> _Exercise requirements_
Retype the data exactly, leaving nothing out.

+===+

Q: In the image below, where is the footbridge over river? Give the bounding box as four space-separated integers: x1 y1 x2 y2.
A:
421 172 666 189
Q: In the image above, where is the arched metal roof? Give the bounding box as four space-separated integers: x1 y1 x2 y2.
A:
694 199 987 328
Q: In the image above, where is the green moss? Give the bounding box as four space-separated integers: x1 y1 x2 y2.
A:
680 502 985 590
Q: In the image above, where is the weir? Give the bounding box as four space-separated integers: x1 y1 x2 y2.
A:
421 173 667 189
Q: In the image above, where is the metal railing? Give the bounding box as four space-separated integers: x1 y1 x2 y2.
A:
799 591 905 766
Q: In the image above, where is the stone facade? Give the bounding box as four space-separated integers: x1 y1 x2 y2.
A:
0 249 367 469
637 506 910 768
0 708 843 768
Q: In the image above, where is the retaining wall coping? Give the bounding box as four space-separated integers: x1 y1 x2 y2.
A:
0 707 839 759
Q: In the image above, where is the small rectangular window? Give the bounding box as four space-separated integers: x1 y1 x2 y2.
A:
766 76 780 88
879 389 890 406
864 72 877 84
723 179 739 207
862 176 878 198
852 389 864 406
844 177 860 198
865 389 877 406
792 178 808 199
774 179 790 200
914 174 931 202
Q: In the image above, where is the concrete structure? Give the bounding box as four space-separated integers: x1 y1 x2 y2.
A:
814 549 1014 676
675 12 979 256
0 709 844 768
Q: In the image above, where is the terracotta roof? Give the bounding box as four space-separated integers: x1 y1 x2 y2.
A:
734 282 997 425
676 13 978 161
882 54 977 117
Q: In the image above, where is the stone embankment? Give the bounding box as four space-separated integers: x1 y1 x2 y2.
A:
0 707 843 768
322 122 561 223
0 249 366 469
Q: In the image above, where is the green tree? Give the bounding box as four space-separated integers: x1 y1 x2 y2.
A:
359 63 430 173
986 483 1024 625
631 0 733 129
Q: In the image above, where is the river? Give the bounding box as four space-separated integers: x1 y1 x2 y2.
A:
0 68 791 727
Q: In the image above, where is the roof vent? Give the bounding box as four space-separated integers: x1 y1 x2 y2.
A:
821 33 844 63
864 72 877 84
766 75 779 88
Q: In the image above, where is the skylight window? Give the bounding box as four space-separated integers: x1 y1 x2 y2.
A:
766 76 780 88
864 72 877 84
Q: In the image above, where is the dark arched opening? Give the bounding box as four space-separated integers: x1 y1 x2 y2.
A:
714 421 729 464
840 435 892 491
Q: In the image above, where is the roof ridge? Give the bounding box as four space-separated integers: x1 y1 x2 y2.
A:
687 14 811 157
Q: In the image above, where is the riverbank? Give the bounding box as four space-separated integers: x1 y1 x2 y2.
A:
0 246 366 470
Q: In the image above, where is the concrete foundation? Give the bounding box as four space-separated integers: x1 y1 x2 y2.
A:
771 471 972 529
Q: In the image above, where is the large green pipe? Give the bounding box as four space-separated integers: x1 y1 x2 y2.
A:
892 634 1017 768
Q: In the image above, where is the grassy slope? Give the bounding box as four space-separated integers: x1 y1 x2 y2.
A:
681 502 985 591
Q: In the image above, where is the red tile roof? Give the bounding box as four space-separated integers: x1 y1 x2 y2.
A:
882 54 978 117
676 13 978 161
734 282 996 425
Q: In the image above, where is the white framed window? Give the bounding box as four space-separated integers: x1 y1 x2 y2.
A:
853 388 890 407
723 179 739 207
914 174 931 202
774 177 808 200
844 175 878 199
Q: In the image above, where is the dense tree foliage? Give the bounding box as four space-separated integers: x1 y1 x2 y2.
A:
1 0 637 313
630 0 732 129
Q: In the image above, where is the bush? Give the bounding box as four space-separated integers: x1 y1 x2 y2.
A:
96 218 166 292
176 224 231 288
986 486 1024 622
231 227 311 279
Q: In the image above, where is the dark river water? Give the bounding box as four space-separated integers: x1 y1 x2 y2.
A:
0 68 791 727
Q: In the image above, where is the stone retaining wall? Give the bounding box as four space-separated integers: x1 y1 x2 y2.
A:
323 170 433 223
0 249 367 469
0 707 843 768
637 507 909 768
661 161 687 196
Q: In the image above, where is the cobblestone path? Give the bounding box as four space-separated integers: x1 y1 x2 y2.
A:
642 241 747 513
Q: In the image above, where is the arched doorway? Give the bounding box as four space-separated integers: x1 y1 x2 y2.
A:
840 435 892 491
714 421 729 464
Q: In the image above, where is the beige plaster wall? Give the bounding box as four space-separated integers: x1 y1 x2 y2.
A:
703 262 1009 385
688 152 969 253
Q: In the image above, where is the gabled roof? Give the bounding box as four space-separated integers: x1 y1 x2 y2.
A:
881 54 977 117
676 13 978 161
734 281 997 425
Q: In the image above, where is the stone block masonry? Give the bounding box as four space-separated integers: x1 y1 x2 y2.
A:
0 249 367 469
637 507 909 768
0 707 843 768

+===+

> _Output for this exercise_
Q: In the image below, where is the footbridge over river? Give the bounding box as four space-separated integers: x1 y1 x2 y2.
A:
421 172 666 189
Q: In the image above, where is the arched metal roof? Give the bounding box as four space-separated integers: x1 y1 x2 y2.
A:
694 199 987 328
Q: In the image above, where is the green moss? Give the bounding box as four space-separated integers: x1 y1 x2 y2.
A:
680 502 985 590
Q: In the image above, where is the weir? Give the bounding box as four space-separated integers: x1 y1 x2 y2.
A:
421 173 667 189
Q: In the image above, where is the metal railing? Give the bounding box as four space-separated integers: x1 y1 x2 y2.
A:
799 591 905 766
Q: In the image above, where is the stone facade? Give the bounding box as four space-separated integers: x1 y1 x2 y2.
A:
0 249 367 469
637 506 910 768
0 708 843 768
Q: In the image above, where is the retaining wall coping? Give the bounding box as four space-separated integers: x1 y1 x2 y2.
A:
0 707 839 759
Q: In the image above, where is the small rectangular window? Give the bounding box as four space-separated integers: x1 y1 x2 y2.
A:
766 76 780 88
879 389 890 406
864 72 877 84
723 179 739 207
862 176 878 198
852 389 864 406
844 177 860 198
865 389 877 406
792 178 808 199
774 179 790 200
914 174 931 202
Q: In the image above, where is the concrete structure? Give the bounding box as four space-separated integers: x1 y1 x2 y2.
A:
814 549 1014 676
675 12 979 256
0 709 844 768
Q: In the image above, where is the terracotta roof? Give the bounding box as four space-separated integers: x1 y1 x2 y2.
A:
734 282 997 425
676 13 978 161
882 54 977 117
Q: In the image above, where is the stone embankment? Give the bounding box as four space-separated integers: x1 y1 x2 y2.
A:
0 707 843 768
322 122 561 223
0 249 366 469
Q: In the image above, where is the green tree? Give the bounding box as four space-separated integers: x1 y1 x2 y2.
A:
359 63 430 173
986 483 1024 625
631 0 733 129
Q: In the image above, where is the river? Give the bounding box as four space-separated integers: x1 y1 x2 y2.
A:
0 68 791 727
Q: In the image above, where is the roof vent? Give the bounding box as four space-separated integers: x1 y1 x2 y2.
A:
821 33 844 63
864 72 877 84
766 75 779 88
Q: In the image above, where is the skylight window? Give the bounding box as four space-separated integers: x1 y1 x2 y2.
A:
766 76 780 88
864 72 877 84
Q: In the image above, where is the dark arched opening? Give the bounding box as four space-separated integers: x1 y1 x2 y2.
A:
714 421 729 464
840 435 892 491
Q: In the image above, where is the roof ridge? Give the bounding box as four space-separated integers: x1 y1 x2 y2.
A:
687 14 811 157
Q: In the image above, where is the riverbank? Give the bounding box as four space-separated integers: x1 y1 x2 y2.
A:
0 246 366 470
Q: In the image above, where is the concrete foundation? Give the bounding box as four space-separated integers: x1 y1 x2 y2.
A:
771 471 972 529
Q: In the image above, where is the large green pipe? Give the bounding box as four space-separated integers: x1 y1 x2 y2.
A:
892 634 1017 768
Q: In the image above, where is the grassy slope? Give the bounding box as four space-separated integers: x1 y1 x2 y2.
A:
681 502 985 591
Q: In the image above, where is the red tile roof? Give the bounding box as four space-separated integers: x1 y1 x2 y2.
A:
882 54 978 117
676 13 978 161
734 282 996 425
Q: In the image above, where is the white framed window? Give the bounding box as four space-separated integers: x1 y1 x2 y2.
A:
853 388 890 407
723 179 739 207
914 174 931 202
774 177 808 200
844 175 878 199
Q: In the image above, where is the dense tree foliage? Give the bounding box as four space-separated integers: x1 y1 x2 y2.
A:
1 0 637 313
630 0 732 129
Q: In the image above, where is the bush? Give the bounding box as four space-separated integers: x1 y1 x2 y2.
A:
96 218 166 292
176 224 231 288
986 486 1024 622
231 227 311 279
Q: In the image above, where is the dark river water? Give the bounding box as four space-separated integers: x1 y1 x2 y2.
A:
0 68 791 727
Q: In the image above, where is the stone retaining wall? Give the bounding box as four space-separated integers: x1 y1 x2 y2.
A:
323 170 433 223
0 249 367 469
0 707 843 768
637 507 909 768
661 161 687 196
Q: In the image above, where is the cobblestone path? Give the bounding box as four space-separated integers: x1 y1 x2 y2.
A:
642 241 747 513
Q: In the image above, where is the arched doorway? Give the bounding box as four space-separated integers: x1 y1 x2 y2.
A:
840 435 892 491
714 421 729 464
Q: In the image above, where is the beige plaster wall? Give the bounding box as four space-separated integers: x1 y1 x2 y2.
A:
703 262 1009 385
688 152 969 253
Q: In the image above, where is the gabled roof? Give the bounding box as four space-separated integers: x1 y1 x2 y2.
A:
881 54 977 117
676 13 978 161
734 281 997 425
Q: In the image above, where is the stone block masonry? Give the bounding box as four space-separated integers: x1 y1 x2 y2.
A:
0 249 367 469
637 507 909 768
0 707 843 768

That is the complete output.